*** DOCUMENT TEXT Section Begins ***

Photo via Alex Trautwig/MLB Photos via Getty Images

For teams vying to discard the rebuild label, or for teams craving to hurdle over the seemingly impossible postseason hump, one remedy is immediately postulated. 

To overcome these obstacles, a specific player, at times, must be brought in from outside the organization. These particular players, while definitely productive from their prowess on the mound or batter’s box, also bring the intangibles to the table, including that of veteran leadership and experience, postseason or otherwise. 

For the Chicago Cubs, it was Jon Lester. For the Los Angeles Dodgers, it was Mookie Betts. 

For the Toronto Blue Jays, it very well might be George Springer. 

The 31-year-old outfielder definitely brings decent hardware to Toronto after his new (and franchise record) six-year, $150 million deal was officially announced by the team on Jan. 23. After all, the University of Connecticut alum is a three-time All-Star, two-time Silver Slugger Award winner, 2017 World Series champion and World Series MVP. 

2017 asterisk or not, Springer brings the precise pedigree needed for a blooming team, and, more importantly, provides a necessary safeguard to a youthful offense led by the likes of Vladimir Guerrero Jr., Cavan Biggio and Bo Bichette.

What Springer specifically brings to the Blue Jays, however, is much more than a couple potential Silver Slugger or Gold Glove Awards. No, this is a statement move, just like the Lester and Betts transactions were. How so, though? 

Well, let’s look into it, shall we? 

To start, Springer is a career .270/.361/.491 hitter with an on-base-plus-slugging (OPS) of .852 and park-adjusted on-base-plus-slugging (OPS+) of 131. When glancing at Springer’s 2020 season numbers, he slashed .265/.359/.540 with a .899 OPS and 140 OPS+ in 51 games played. Both his OPS and OPS+ numbers ranked first among all qualified batters on Houston’s roster. Additionally, his 14 home runs during the shortened season led the team, as did his 37 runs scored and .540 slugging percentage (SLG). 

While these numbers are all fine and dandy when compared to the rest of the roster on Springer’s former team, where would they rank on his new one?

*** DOCUMENT TEXT Section Ends ***

WORK TASK.
According to the article on George Springer, how many home runs did he hit during the shortened 2020 season? The data below comes from a different source than the article on George Springer.

*** SUPPLIED DATA Section Begins ***

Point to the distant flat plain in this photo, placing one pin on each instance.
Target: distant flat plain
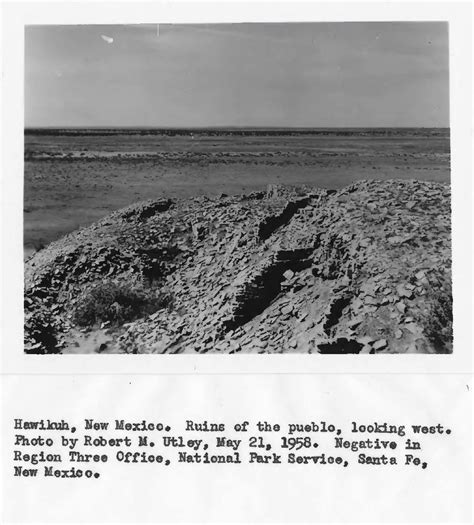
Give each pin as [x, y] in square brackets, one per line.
[74, 177]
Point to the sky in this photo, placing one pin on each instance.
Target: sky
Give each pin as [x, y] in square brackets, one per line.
[343, 74]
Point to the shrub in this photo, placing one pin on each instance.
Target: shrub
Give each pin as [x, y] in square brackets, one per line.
[117, 302]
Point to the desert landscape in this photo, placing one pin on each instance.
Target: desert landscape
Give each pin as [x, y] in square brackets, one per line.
[75, 177]
[326, 241]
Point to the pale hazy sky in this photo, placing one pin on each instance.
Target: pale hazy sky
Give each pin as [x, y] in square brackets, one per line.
[312, 74]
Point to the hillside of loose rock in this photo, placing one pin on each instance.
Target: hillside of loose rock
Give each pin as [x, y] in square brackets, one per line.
[365, 269]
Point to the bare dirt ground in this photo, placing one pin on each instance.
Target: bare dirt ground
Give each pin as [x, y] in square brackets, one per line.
[72, 181]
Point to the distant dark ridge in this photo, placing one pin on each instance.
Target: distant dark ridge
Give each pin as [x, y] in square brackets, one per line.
[376, 132]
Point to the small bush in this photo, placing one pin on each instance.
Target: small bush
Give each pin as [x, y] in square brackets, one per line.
[117, 303]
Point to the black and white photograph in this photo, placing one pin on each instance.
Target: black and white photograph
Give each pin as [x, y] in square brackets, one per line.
[241, 188]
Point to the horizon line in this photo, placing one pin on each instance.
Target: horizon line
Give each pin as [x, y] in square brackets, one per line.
[234, 127]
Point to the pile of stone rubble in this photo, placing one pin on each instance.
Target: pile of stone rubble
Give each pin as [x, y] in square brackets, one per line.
[366, 269]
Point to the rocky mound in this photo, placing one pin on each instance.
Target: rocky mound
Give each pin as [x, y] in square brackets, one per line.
[366, 269]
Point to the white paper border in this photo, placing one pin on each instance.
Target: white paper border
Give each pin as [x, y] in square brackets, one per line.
[17, 15]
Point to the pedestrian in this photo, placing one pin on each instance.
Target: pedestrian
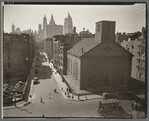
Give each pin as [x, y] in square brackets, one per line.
[49, 95]
[41, 100]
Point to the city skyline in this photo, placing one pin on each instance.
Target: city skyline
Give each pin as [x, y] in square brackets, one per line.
[83, 16]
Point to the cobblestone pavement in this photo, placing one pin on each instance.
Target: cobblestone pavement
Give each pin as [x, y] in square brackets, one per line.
[55, 104]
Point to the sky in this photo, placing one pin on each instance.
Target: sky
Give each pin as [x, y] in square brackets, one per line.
[129, 18]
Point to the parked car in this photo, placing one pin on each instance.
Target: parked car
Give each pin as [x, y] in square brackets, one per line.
[109, 96]
[36, 80]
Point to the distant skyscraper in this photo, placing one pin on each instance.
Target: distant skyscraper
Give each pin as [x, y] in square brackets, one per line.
[68, 25]
[45, 27]
[13, 28]
[53, 29]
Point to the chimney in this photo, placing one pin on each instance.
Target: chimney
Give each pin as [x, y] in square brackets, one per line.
[105, 30]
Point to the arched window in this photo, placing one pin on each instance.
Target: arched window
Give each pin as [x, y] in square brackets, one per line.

*** SUPPLIED DATA Section Ends ***

OUTPUT OF THE EXERCISE.
14